(Record set Opens)
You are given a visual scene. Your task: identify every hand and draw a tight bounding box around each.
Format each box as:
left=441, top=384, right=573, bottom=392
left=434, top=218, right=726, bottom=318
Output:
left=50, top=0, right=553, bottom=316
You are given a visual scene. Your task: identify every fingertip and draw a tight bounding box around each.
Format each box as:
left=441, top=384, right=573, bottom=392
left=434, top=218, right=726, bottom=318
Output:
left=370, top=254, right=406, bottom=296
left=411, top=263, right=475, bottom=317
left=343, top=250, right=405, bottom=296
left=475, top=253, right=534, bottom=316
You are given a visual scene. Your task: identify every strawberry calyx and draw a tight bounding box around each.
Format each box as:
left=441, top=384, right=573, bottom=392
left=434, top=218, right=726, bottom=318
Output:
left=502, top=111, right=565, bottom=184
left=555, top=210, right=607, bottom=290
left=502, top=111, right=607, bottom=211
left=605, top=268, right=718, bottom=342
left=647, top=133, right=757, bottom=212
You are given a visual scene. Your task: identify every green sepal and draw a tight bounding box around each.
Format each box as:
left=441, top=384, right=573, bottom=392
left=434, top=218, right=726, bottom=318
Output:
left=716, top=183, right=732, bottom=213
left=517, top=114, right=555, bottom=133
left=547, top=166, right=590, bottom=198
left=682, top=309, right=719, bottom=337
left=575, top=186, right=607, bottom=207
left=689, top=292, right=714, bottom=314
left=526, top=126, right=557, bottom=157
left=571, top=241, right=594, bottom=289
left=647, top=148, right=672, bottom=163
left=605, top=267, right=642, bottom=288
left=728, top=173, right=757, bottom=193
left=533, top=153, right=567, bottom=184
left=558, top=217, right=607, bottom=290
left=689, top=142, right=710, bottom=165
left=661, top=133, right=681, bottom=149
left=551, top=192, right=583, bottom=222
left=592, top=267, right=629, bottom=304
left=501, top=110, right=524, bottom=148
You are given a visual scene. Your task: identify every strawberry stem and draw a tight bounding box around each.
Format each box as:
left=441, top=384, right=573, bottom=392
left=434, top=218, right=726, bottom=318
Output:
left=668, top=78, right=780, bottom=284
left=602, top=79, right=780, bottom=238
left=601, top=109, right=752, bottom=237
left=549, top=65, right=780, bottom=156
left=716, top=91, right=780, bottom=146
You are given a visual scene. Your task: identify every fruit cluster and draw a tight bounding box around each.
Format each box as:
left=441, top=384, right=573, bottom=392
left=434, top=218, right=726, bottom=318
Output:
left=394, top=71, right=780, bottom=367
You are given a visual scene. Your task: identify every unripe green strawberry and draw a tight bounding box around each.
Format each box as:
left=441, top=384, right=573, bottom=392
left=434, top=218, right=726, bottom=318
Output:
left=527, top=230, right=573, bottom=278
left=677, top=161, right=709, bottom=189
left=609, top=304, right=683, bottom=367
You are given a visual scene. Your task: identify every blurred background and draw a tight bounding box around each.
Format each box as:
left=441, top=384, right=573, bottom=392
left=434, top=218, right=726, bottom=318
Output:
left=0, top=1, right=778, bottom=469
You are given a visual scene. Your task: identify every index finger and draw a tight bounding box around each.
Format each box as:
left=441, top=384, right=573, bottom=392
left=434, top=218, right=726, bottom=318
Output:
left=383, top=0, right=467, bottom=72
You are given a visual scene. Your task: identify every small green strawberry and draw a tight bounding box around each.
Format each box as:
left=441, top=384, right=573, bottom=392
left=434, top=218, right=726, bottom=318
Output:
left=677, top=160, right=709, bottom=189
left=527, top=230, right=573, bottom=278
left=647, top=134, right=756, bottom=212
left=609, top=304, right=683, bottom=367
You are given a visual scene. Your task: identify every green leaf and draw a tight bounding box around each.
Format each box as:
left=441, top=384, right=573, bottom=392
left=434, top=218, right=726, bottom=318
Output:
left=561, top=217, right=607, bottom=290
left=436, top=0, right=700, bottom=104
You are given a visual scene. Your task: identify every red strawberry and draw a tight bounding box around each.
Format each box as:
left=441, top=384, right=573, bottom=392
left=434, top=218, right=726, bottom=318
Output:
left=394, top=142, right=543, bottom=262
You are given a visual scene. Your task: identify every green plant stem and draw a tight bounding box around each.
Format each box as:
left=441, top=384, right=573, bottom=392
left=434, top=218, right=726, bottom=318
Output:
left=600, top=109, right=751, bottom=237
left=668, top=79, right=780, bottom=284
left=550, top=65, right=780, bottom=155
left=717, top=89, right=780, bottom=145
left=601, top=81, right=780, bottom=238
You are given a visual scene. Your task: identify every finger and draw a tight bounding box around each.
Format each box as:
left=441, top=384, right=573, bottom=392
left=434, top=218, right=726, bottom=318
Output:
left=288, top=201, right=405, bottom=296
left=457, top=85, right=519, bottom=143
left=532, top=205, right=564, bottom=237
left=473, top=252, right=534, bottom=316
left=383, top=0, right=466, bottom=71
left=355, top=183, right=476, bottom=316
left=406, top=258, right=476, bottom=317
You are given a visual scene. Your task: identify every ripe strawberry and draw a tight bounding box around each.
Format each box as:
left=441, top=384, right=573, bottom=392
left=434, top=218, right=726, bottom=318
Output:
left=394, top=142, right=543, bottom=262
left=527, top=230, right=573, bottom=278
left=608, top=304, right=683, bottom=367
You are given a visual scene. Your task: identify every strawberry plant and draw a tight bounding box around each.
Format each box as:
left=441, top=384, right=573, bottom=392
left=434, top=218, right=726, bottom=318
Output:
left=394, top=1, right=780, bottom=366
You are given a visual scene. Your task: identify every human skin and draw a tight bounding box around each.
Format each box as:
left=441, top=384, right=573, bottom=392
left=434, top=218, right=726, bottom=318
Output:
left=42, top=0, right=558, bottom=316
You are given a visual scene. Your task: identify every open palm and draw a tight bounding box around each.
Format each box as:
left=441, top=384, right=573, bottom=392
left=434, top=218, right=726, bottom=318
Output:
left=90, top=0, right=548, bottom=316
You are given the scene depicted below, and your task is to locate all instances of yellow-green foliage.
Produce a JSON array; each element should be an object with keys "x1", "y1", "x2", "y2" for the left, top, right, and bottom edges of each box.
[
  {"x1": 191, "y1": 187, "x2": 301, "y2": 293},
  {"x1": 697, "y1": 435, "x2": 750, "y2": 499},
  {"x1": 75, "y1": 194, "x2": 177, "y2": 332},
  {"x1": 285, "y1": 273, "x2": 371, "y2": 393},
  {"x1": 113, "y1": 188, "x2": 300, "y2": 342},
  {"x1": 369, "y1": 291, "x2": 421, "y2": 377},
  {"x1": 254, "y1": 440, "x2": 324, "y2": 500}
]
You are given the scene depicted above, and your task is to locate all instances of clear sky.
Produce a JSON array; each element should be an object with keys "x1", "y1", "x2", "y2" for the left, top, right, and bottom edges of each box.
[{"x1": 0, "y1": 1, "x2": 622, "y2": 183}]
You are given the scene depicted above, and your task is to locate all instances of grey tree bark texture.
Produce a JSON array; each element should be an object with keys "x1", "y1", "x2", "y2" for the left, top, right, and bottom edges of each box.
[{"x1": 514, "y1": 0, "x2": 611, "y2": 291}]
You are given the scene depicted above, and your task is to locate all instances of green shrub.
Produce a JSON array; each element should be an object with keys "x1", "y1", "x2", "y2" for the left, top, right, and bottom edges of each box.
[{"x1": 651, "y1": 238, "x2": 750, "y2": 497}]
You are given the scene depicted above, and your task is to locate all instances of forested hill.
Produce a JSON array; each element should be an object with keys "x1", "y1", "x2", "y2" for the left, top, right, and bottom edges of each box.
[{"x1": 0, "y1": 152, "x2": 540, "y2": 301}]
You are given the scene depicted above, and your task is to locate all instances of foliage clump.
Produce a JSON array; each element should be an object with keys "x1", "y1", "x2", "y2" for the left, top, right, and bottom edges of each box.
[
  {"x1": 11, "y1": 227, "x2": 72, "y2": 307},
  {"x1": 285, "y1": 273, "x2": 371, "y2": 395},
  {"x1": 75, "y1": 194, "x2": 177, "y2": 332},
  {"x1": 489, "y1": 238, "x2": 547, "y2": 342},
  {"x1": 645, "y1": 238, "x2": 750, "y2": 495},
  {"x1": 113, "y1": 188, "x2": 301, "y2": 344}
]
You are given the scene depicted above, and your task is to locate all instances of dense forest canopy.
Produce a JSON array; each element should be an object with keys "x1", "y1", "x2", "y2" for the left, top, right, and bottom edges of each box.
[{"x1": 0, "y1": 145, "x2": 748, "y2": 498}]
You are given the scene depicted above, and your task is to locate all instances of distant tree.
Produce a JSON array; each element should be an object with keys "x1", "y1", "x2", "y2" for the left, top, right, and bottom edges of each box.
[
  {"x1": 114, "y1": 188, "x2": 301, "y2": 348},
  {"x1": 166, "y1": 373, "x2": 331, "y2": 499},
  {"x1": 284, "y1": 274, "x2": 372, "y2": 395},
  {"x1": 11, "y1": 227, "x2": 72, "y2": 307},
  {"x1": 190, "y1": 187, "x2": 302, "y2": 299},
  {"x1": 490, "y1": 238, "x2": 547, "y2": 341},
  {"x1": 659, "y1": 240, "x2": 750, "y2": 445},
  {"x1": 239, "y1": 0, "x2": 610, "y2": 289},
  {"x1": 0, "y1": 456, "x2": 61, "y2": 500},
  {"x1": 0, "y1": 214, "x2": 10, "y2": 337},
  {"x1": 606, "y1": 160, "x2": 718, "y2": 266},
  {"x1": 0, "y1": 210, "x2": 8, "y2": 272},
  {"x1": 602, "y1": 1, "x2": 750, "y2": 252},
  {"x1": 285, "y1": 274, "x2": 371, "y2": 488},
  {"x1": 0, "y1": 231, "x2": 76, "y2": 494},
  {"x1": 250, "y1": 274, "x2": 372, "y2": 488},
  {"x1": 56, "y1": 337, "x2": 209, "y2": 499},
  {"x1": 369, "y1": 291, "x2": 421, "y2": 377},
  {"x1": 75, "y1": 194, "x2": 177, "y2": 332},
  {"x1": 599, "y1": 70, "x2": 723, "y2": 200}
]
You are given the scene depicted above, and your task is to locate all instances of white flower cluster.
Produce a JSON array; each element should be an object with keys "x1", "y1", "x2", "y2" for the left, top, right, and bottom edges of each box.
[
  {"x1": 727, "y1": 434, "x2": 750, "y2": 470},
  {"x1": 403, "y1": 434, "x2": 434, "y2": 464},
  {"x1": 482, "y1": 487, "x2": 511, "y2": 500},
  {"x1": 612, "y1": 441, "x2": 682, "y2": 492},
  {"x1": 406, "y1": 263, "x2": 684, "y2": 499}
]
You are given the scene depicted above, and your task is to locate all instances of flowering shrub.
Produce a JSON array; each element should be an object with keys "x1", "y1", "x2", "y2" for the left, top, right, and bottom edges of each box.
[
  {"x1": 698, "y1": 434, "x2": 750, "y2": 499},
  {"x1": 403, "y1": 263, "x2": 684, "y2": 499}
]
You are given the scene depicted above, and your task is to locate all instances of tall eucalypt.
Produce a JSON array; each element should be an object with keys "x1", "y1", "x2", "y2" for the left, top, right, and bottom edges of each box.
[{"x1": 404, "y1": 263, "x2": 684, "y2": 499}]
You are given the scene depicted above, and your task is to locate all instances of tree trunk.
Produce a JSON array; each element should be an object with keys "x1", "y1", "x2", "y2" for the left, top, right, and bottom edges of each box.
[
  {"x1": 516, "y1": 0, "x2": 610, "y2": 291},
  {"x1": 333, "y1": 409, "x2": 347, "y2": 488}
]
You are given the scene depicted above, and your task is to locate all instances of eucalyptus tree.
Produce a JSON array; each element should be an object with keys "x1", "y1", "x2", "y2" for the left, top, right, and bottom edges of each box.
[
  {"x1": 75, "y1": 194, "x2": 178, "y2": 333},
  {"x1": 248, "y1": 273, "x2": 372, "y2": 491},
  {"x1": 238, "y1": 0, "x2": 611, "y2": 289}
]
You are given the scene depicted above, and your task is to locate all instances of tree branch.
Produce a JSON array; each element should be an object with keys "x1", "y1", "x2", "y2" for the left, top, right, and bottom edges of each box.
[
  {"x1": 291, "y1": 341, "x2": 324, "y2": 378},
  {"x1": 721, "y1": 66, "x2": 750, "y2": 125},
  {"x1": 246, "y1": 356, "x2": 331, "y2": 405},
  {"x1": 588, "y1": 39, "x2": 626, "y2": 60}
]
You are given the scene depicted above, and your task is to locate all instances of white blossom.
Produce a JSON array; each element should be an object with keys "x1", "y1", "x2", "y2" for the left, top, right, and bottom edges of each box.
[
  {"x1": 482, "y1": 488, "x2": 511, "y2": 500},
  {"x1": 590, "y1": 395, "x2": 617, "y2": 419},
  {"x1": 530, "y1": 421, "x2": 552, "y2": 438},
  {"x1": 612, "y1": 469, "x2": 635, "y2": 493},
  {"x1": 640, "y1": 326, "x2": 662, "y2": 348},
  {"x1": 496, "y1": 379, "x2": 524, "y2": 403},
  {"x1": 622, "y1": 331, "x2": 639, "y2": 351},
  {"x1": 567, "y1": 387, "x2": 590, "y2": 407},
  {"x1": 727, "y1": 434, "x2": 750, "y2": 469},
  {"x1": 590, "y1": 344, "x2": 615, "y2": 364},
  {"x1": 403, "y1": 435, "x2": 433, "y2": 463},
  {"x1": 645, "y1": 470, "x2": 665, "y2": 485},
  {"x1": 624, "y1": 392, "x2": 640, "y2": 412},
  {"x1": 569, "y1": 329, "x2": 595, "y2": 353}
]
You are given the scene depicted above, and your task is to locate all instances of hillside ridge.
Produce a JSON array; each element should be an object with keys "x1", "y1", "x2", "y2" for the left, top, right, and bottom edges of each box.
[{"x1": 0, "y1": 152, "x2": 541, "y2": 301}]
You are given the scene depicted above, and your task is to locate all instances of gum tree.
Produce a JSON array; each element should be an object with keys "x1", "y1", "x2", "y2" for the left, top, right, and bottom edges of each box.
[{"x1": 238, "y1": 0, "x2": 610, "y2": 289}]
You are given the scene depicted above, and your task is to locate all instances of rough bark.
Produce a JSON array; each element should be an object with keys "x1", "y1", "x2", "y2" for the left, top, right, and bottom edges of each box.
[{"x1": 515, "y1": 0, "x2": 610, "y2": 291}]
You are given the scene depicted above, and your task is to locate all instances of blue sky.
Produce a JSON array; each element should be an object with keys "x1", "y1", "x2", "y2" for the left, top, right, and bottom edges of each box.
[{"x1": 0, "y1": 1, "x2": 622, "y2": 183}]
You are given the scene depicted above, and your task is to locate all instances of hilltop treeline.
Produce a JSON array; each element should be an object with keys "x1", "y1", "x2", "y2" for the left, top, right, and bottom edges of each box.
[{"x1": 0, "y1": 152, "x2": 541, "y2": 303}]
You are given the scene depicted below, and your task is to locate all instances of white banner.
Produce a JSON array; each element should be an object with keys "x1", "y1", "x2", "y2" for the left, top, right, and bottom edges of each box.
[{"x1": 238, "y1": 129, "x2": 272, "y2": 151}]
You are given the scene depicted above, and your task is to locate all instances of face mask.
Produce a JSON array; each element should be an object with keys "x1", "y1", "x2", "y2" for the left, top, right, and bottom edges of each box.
(Record set Closes)
→ Aim of the task:
Every line above with the string "white" in it needs to be copied.

→ Task output:
You are given the scene depicted above, and your task is to locate all instances of white flower cluster.
You are given the scene depicted above, and your task is to locate all instances of white blossom.
You are given the scene depicted below, and your task is to locate all instances of white banner.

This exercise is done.